_Exercise text_:
══════

Eight a Day for Better Heart Health

January 24, 2011

2 Min Read
Eight a Day for Better Heart Health

OXFORD, EnglandAdding more fruits and vegetables can help reduce the risk of heart disease, according to a large observational study that found consuming at least eight portions of fruits and vegetables a day reduced ischaemic heart disease (IHD) by 22 percent (Eur Heart J. 2011 Jan 18). Each additional portion was associated with a 4-percent lower risk of fatal IHD.

Researchers, led by Francesca L. Crowe, University of Oxford, assessed the relation between fruit and vegetable intake and risk of mortality from IHD in the European Prospective Investigation into Cancer and Nutrition (EPIC)-Heart study. The study included 313,074 men and women without previous myocardial infarction or stroke from eight European countries. After an average of 8.4 years of follow-up, 1,636 subjects died from IHD.

══════

_Material provided_:

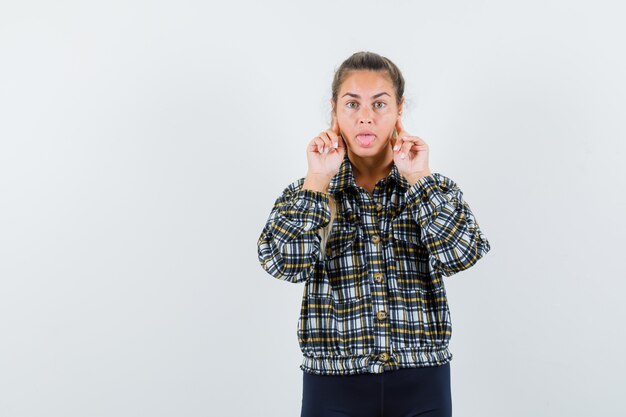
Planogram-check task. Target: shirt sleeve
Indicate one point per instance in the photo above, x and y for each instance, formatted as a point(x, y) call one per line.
point(448, 227)
point(289, 244)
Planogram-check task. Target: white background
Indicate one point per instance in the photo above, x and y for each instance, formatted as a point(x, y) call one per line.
point(143, 144)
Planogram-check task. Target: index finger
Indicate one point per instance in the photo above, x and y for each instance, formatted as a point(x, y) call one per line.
point(335, 129)
point(399, 127)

══════

_Task item 1_:
Condense the paragraph of the heart health article that begins "Researchers, led by Francesca L. Crowe" into a short bulleted list that keeps its main facts.
_Task item 2_:
Write the next part of the heart health article, carrying on after its last sentence.
The records have nothing to do with the heart health article.

_Task output 1_:
- Lead researcher: Francesca L. Crowe, University of Oxford
- Study: European Prospective Investigation into Cancer and Nutrition (EPIC)-Heart study
- Focus: fruit and vegetable intake and risk of death from ischaemic heart disease (IHD)
- Participants: 313,074 men and women from eight European countries, none with previous myocardial infarction or stroke
- Follow-up: an average of 8.4 years
- Outcome: 1,636 subjects died from IHD

_Task output 2_:
Participants consuming at least eight portions (80 g each) of fruits and vegetables a day had a 22 percent lower risk of fatal IHD compared with those consuming fewer than three portions a day. A one-portion (80 g) increment in fruit and vegetable intake was associated with a 4-percent lower risk of fatal IHD.

Participants consuming the greatest quantity of fruits and vegetables (at least eight servings per day) were slightly older, had a higher body mass index (BMI) and a greater intake of total energy, but had lower systolic and diastolic blood pressures and a lower consumption of alcohol, cereal fiber and saturated fat compared with those consuming fewer than three servings per day. Increasing fruit and vegetable intake was also associated with participants who were never smokers, and those who smoked more than 10 cigarettes per day decreased with higher fruit and vegetable intake.

For both men and women, the mean intake of fruits and vegetables was almost five servings per day, but only three of the eight countries (Greece, Italy and Spain) had a mean intake greater than five servings per day.

The researchers did note it is possible that a higher fruit and vegetable intake is a marker of healthy eating habits or lifestyle variables associated with a lower risk of fatal IHD.